▶ _Exercise_: The required output is the line containing "woman's face, listing" through the final line of the material below, printed exactly, with no other lines.

-- -- --

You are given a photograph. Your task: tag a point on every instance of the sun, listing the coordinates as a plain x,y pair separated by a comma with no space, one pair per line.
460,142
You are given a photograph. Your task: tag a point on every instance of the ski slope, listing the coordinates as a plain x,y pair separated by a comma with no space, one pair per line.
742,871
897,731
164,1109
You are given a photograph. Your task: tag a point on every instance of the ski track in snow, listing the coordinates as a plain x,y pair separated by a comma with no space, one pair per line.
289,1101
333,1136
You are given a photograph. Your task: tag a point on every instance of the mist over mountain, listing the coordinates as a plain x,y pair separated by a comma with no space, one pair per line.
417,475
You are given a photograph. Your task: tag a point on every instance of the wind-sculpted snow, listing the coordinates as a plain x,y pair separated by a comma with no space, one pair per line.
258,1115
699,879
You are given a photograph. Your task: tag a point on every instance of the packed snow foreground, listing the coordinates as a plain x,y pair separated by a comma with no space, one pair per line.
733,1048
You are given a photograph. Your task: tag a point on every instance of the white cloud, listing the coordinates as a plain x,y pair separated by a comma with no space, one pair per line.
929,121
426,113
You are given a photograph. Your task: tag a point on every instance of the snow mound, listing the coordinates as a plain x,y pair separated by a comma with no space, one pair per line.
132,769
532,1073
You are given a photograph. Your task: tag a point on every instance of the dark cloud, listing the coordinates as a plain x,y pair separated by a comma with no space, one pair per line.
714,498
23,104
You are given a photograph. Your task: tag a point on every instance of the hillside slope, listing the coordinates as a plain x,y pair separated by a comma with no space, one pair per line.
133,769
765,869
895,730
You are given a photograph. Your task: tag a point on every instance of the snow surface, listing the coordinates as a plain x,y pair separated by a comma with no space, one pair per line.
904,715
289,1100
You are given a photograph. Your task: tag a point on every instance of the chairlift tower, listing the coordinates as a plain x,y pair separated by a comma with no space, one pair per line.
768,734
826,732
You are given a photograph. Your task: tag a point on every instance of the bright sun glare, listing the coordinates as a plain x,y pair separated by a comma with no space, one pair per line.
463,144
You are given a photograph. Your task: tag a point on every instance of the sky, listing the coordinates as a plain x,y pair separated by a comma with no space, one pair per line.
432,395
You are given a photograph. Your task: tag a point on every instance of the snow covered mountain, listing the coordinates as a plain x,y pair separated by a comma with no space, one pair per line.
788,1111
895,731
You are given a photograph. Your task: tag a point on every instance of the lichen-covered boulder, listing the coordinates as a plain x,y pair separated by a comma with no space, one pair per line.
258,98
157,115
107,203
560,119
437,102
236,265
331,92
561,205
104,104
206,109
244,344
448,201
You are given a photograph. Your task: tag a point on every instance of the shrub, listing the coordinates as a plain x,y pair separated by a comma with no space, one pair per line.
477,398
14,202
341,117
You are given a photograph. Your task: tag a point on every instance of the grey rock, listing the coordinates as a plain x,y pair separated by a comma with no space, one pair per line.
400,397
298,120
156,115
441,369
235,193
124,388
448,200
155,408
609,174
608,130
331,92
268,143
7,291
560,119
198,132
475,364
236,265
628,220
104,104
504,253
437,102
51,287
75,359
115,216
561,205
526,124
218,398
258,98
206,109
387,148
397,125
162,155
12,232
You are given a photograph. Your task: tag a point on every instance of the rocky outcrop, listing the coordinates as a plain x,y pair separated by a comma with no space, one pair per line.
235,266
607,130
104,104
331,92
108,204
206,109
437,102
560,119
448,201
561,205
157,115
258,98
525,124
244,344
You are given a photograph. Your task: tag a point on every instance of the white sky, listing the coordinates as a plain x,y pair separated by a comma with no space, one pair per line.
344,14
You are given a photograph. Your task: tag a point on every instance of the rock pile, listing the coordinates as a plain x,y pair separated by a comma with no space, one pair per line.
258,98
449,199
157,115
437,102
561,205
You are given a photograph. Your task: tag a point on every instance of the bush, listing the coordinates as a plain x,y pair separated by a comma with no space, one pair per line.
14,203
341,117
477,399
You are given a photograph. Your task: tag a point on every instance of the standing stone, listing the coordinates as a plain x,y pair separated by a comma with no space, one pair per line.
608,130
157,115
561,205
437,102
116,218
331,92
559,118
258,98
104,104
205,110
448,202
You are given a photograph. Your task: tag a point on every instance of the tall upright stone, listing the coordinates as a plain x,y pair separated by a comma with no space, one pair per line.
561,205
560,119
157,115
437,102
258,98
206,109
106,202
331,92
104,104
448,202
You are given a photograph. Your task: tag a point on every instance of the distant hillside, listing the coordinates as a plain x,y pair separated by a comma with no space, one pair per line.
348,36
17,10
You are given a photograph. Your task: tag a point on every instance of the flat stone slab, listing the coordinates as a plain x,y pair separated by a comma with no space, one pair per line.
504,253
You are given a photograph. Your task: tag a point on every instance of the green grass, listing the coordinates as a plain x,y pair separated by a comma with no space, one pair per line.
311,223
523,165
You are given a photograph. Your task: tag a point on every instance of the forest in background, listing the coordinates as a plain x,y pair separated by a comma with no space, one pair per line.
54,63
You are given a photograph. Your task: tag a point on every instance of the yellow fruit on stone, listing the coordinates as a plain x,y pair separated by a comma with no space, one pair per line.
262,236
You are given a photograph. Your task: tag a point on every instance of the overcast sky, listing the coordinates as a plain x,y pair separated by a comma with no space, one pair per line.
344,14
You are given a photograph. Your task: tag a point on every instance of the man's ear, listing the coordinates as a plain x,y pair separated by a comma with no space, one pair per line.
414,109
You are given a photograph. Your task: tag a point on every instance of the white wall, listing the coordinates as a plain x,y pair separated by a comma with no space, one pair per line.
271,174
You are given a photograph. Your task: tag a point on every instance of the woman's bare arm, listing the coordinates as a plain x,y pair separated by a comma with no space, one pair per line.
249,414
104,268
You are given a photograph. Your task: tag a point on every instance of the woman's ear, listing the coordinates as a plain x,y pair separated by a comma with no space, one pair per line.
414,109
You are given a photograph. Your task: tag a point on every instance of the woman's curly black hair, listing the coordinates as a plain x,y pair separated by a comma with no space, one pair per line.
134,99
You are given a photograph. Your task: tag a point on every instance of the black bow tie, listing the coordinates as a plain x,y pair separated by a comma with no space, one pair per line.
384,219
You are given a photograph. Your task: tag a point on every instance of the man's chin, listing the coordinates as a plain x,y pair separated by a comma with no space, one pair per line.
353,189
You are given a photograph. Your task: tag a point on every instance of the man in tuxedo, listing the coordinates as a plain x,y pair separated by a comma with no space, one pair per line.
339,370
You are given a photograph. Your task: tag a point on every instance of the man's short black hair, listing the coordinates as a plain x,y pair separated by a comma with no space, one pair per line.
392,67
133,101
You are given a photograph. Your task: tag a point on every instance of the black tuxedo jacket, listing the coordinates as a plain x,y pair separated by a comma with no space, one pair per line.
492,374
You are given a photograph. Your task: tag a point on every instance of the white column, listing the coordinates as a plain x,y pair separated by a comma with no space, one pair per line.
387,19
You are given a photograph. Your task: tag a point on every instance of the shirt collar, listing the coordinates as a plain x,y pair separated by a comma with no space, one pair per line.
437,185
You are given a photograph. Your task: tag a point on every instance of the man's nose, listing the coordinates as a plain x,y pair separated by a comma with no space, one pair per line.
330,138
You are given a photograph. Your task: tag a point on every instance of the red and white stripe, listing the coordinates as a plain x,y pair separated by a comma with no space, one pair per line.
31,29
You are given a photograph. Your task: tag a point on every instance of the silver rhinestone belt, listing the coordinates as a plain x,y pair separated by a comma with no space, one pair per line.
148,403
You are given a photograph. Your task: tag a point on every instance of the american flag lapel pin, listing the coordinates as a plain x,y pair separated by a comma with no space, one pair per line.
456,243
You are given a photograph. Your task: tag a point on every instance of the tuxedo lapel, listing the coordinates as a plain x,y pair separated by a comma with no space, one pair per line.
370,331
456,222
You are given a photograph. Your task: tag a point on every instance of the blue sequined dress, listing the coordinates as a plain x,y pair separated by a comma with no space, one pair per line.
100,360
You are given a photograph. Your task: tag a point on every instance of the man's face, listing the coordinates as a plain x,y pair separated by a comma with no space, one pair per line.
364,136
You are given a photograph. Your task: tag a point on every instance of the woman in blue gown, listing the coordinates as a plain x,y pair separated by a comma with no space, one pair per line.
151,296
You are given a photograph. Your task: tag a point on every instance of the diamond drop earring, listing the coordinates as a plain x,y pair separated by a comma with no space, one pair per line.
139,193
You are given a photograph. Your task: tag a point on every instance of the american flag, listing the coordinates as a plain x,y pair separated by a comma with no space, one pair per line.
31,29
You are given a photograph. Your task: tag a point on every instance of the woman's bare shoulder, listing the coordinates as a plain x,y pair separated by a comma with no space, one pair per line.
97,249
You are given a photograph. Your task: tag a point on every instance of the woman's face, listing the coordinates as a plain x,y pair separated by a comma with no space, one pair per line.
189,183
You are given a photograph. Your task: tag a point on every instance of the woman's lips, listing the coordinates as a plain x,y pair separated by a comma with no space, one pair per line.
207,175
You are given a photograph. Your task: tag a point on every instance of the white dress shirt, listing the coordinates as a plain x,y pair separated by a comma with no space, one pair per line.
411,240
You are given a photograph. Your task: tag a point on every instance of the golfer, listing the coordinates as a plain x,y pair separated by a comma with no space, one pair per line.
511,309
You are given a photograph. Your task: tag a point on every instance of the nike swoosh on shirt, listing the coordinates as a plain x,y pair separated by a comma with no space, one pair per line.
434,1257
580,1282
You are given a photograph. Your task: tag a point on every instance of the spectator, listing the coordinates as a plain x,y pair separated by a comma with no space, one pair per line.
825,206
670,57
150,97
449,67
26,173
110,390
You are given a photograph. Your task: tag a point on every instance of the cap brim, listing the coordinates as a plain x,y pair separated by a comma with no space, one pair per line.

-- -- --

▶ _Solved problem_:
You are given a photograph. Your task: tag a point on every instance of the woman's face, listing the coordinates as a plain x,y pair separated by a comma with no space, one pair per line.
189,183
You are given a photograph. Your task: tag a point on every instance of the woman's lips, listing the coordinates as a plain x,y pair separated by a comma with no space, one pair per line.
207,175
You are given a photograph. Your task: tag a point on every instance of the white dress shirt, listing the coordinates as a plain x,y pair separated by a comma with no space, one pair per line.
411,240
You are given a photograph. Your task: tag a point on every instance of the golfer, listing the coordinates as a plain x,y pair separated by a comma with no space, one pair per line.
511,309
You are given a photograph. Your task: tag a point on every instance of the nike swoosh on shirt, listing the coordinates as a plain x,y pair separated by a comma with no space, one pair per line.
434,1257
580,1282
You are given a photograph. Your task: tag a point on every instance of the spectator, listing the coordinates as a plain x,y pair separated by a comma with no space, one pair per line.
825,206
670,57
150,97
449,67
26,173
110,390
You are given a photograph. Your task: tag a point on every instance of the cap brim, listing the coordinates as a plain x,y pair separated by a comma with no space, one pair per line.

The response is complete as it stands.